◆ **Task requirements**: Render every line of the listing below as a Markdown table with a Row column holding the row number and a Line column holding the line, skipping any blank lines. Leave the pictures out of the table.

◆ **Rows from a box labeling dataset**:
>>>>

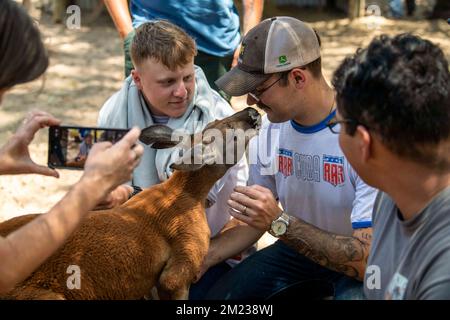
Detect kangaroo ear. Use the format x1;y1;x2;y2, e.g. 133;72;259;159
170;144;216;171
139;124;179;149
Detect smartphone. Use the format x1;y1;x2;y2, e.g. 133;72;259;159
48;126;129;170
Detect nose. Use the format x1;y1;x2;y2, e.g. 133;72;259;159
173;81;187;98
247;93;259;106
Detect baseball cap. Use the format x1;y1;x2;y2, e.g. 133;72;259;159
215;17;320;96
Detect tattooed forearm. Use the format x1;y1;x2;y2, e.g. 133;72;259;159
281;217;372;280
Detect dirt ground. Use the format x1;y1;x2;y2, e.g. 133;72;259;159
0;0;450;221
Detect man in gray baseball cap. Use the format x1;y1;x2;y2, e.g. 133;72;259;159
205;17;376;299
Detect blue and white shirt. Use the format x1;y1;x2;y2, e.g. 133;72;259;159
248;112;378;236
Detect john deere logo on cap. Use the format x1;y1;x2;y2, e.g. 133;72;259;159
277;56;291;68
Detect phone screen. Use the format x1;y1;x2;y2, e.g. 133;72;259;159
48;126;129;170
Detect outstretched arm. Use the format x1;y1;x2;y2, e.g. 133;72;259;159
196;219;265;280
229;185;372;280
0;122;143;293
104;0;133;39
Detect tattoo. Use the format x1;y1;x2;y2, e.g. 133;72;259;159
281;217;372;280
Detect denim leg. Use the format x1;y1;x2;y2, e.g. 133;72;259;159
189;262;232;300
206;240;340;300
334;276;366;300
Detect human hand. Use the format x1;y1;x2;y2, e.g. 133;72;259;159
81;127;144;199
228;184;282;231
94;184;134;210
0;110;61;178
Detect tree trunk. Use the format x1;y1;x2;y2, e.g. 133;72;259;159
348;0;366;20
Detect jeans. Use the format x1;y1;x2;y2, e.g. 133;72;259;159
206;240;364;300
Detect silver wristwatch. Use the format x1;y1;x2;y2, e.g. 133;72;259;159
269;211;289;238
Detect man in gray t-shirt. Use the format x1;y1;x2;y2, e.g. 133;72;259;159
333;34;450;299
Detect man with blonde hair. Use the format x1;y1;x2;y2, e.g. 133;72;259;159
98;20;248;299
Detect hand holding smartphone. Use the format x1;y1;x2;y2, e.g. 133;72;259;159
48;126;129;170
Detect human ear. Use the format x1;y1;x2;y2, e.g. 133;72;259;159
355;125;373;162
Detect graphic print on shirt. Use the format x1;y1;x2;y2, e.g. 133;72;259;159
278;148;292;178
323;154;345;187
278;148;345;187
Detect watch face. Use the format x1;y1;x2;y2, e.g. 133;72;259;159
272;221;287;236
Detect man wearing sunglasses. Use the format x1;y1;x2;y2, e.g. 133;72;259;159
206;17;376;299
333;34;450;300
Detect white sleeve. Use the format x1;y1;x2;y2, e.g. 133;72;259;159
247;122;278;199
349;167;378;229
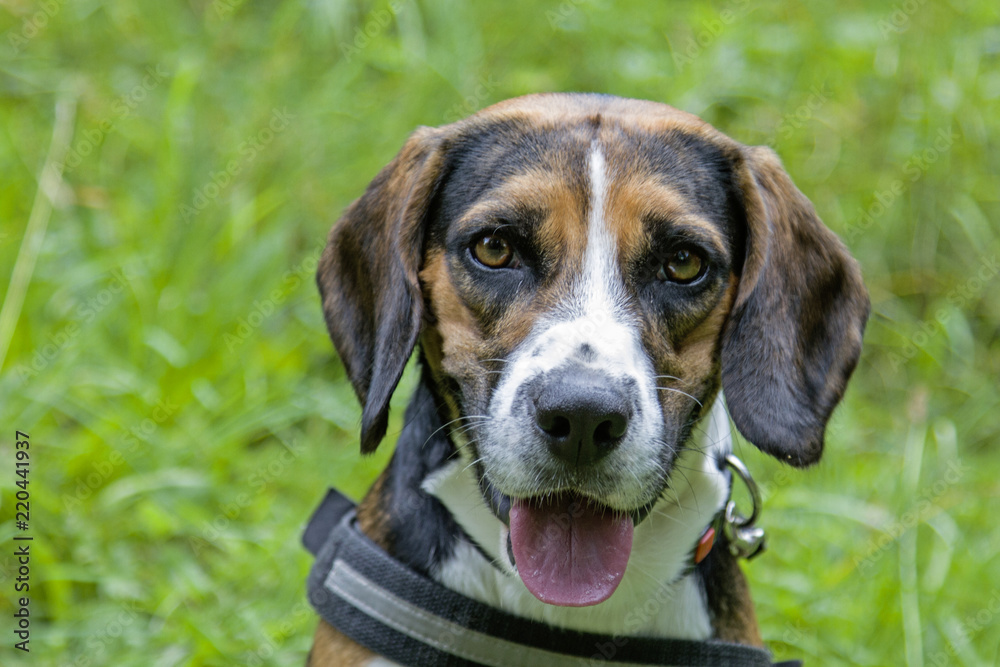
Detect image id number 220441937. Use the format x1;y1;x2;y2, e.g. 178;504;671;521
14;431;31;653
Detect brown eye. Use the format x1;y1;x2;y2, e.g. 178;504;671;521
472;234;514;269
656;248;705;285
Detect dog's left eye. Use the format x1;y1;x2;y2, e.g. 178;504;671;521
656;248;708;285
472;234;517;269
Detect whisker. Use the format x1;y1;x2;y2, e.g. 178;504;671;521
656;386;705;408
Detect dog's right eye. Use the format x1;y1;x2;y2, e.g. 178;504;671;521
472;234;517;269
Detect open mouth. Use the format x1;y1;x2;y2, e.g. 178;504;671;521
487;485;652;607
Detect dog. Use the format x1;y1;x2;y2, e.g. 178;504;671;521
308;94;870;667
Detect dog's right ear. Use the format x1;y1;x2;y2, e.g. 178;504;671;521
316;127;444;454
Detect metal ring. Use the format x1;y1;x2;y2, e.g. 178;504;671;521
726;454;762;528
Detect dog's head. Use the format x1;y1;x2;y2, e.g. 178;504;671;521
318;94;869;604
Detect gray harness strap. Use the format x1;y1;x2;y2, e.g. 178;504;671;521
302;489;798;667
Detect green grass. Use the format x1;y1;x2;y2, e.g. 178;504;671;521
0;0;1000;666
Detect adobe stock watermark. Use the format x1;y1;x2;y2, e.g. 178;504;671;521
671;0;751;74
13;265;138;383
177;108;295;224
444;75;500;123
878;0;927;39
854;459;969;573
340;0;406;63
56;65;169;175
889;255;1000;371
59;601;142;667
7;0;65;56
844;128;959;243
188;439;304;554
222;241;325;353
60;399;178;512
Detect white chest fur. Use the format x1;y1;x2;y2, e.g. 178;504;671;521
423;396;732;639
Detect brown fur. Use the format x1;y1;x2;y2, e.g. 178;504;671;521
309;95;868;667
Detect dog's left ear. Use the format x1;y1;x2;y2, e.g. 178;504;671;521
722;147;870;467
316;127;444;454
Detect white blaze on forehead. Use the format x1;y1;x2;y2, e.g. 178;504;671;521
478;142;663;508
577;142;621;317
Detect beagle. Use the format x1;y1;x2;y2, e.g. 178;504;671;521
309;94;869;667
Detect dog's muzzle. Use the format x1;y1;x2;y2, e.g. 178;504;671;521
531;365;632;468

<<<<

◆ **Task answer**:
| Row | Line |
|---|---|
| 1 | Detect kangaroo ear. Use the format x1;y1;x2;y2, e.g. 133;72;259;159 |
| 2 | 170;144;216;171 |
| 3 | 139;124;179;149 |
| 4 | Detect smartphone. Use the format x1;y1;x2;y2, e.g. 133;72;259;159 |
| 5 | 48;126;129;170 |
| 6 | Detect nose. Use the format x1;y1;x2;y2, e.g. 133;72;259;159 |
| 7 | 173;81;187;98 |
| 8 | 247;93;259;106 |
| 9 | Detect baseball cap. Use the format x1;y1;x2;y2, e.g. 133;72;259;159 |
| 10 | 215;17;320;96 |
| 11 | Detect tattooed forearm. Use the format x1;y1;x2;y2, e.g. 133;72;259;159 |
| 12 | 281;217;372;280 |
| 13 | Detect dirt ground. Use the format x1;y1;x2;y2, e.g. 133;72;259;159 |
| 14 | 0;0;450;221 |
| 15 | Detect man in gray baseball cap. Use the format x1;y1;x2;y2, e.g. 133;72;259;159 |
| 16 | 205;17;376;299 |
| 17 | Detect blue and white shirt. Use the format x1;y1;x2;y2, e.g. 133;72;259;159 |
| 18 | 248;112;378;236 |
| 19 | Detect john deere logo on cap. Use the format x1;y1;x2;y2, e.g. 133;72;259;159 |
| 20 | 277;56;291;68 |
| 21 | Detect phone screen. Use the format x1;y1;x2;y2, e.g. 133;72;259;159 |
| 22 | 48;126;129;170 |
| 23 | Detect outstretched arm. Use the format x1;y1;x2;y2, e.g. 133;72;259;159 |
| 24 | 196;219;265;280 |
| 25 | 229;185;372;280 |
| 26 | 0;122;143;293 |
| 27 | 104;0;133;39 |
| 28 | Detect tattoo. Use the format x1;y1;x2;y2, e.g. 133;72;259;159 |
| 29 | 281;217;372;280 |
| 30 | Detect denim leg. Use the format x1;y1;x2;y2, e.g. 133;72;259;159 |
| 31 | 189;262;232;300 |
| 32 | 206;240;340;300 |
| 33 | 334;276;366;300 |
| 34 | Detect human hand. Use the format x1;y1;x2;y2, e.g. 133;72;259;159 |
| 35 | 81;127;144;199 |
| 36 | 228;184;282;231 |
| 37 | 94;184;134;210 |
| 38 | 0;110;61;178 |
| 39 | Detect tree trunk. Use the format x1;y1;x2;y2, e.g. 133;72;259;159 |
| 40 | 348;0;366;20 |
| 41 | Detect jeans. Use the format x1;y1;x2;y2, e.g. 133;72;259;159 |
| 42 | 206;240;364;300 |
| 43 | Detect silver wristwatch. Use the format x1;y1;x2;y2, e.g. 133;72;259;159 |
| 44 | 269;211;289;238 |
| 45 | Detect man in gray t-shirt. Use the format x1;y1;x2;y2, e.g. 133;72;259;159 |
| 46 | 333;34;450;299 |
| 47 | Detect man with blonde hair. Use the format x1;y1;x2;y2, e.g. 133;72;259;159 |
| 48 | 98;20;248;299 |
| 49 | Detect hand holding smartphone. Use the format x1;y1;x2;y2, e.g. 133;72;259;159 |
| 50 | 48;126;129;170 |
| 51 | Detect human ear. Use the format x1;y1;x2;y2, e.g. 133;72;259;159 |
| 52 | 355;125;373;162 |
| 53 | Detect graphic print on shirt. Use the format x1;y1;x2;y2, e.g. 133;72;259;159 |
| 54 | 278;148;292;178 |
| 55 | 323;154;345;187 |
| 56 | 278;148;345;187 |
| 57 | Detect watch face. Use the format x1;y1;x2;y2, e.g. 133;72;259;159 |
| 58 | 272;221;287;236 |
| 59 | Detect man wearing sunglasses. Use the format x1;y1;x2;y2, e.g. 133;72;259;159 |
| 60 | 206;17;376;299 |
| 61 | 333;34;450;300 |
| 62 | Detect white sleeve. Use the format x1;y1;x2;y2, e.g. 133;72;259;159 |
| 63 | 247;122;278;199 |
| 64 | 349;167;378;229 |
| 65 | Detect image id number 220441937. Use the format x1;y1;x2;y2, e.g. 178;504;671;521 |
| 66 | 14;431;31;653 |
| 67 | Detect brown eye. Use the format x1;y1;x2;y2, e.g. 178;504;671;521 |
| 68 | 472;234;514;269 |
| 69 | 656;248;705;285 |
| 70 | Detect dog's left eye. Use the format x1;y1;x2;y2, e.g. 178;504;671;521 |
| 71 | 656;248;708;285 |
| 72 | 472;234;517;269 |
| 73 | Detect whisker. Use the format x1;y1;x2;y2, e.g. 178;504;671;521 |
| 74 | 656;386;705;408 |
| 75 | Detect dog's right eye. Use the format x1;y1;x2;y2, e.g. 178;504;671;521 |
| 76 | 472;234;517;269 |
| 77 | Detect open mouth. Use the format x1;y1;x2;y2, e.g. 178;504;671;521 |
| 78 | 487;485;652;607 |
| 79 | Detect dog. Use the format x1;y1;x2;y2, e.g. 178;504;671;521 |
| 80 | 308;94;870;667 |
| 81 | Detect dog's right ear. Use the format x1;y1;x2;y2, e.g. 178;504;671;521 |
| 82 | 316;127;444;454 |
| 83 | Detect metal ring. Use the format x1;y1;x2;y2, e.g. 178;504;671;521 |
| 84 | 726;454;762;528 |
| 85 | Detect dog's head. Use the format x1;y1;x2;y2, e.g. 178;504;671;521 |
| 86 | 318;94;869;604 |
| 87 | Detect gray harness strap. Use the format x1;y1;x2;y2, e.g. 178;504;671;521 |
| 88 | 302;489;798;667 |
| 89 | Detect green grass. Use the format x1;y1;x2;y2, e.g. 178;504;671;521 |
| 90 | 0;0;1000;666 |
| 91 | Detect adobe stock watermark. Use the format x1;y1;x2;y2, e.g. 178;504;671;521 |
| 92 | 671;0;751;74 |
| 93 | 13;265;138;383 |
| 94 | 177;108;295;224 |
| 95 | 444;75;500;123 |
| 96 | 878;0;927;39 |
| 97 | 854;459;969;573 |
| 98 | 340;0;406;63 |
| 99 | 56;65;169;175 |
| 100 | 889;255;1000;371 |
| 101 | 59;601;142;667 |
| 102 | 7;0;65;56 |
| 103 | 844;128;959;243 |
| 104 | 188;439;304;554 |
| 105 | 222;241;325;353 |
| 106 | 60;399;178;512 |
| 107 | Detect white chest fur. Use the format x1;y1;x2;y2, e.g. 178;504;671;521 |
| 108 | 423;396;732;639 |
| 109 | Detect brown fur. Use the format x1;y1;x2;y2, e.g. 178;504;671;521 |
| 110 | 309;95;868;667 |
| 111 | Detect dog's left ear. Use the format x1;y1;x2;y2, e.g. 178;504;671;521 |
| 112 | 722;147;870;467 |
| 113 | 316;127;444;454 |
| 114 | Detect white blaze on forehead. Use the format x1;y1;x2;y2, e.g. 178;504;671;521 |
| 115 | 478;142;663;508 |
| 116 | 577;142;621;317 |
| 117 | Detect beagle. Use the format x1;y1;x2;y2, e.g. 178;504;671;521 |
| 118 | 309;94;869;667 |
| 119 | Detect dog's muzzle. Use the format x1;y1;x2;y2, e.g. 178;504;671;521 |
| 120 | 531;365;632;468 |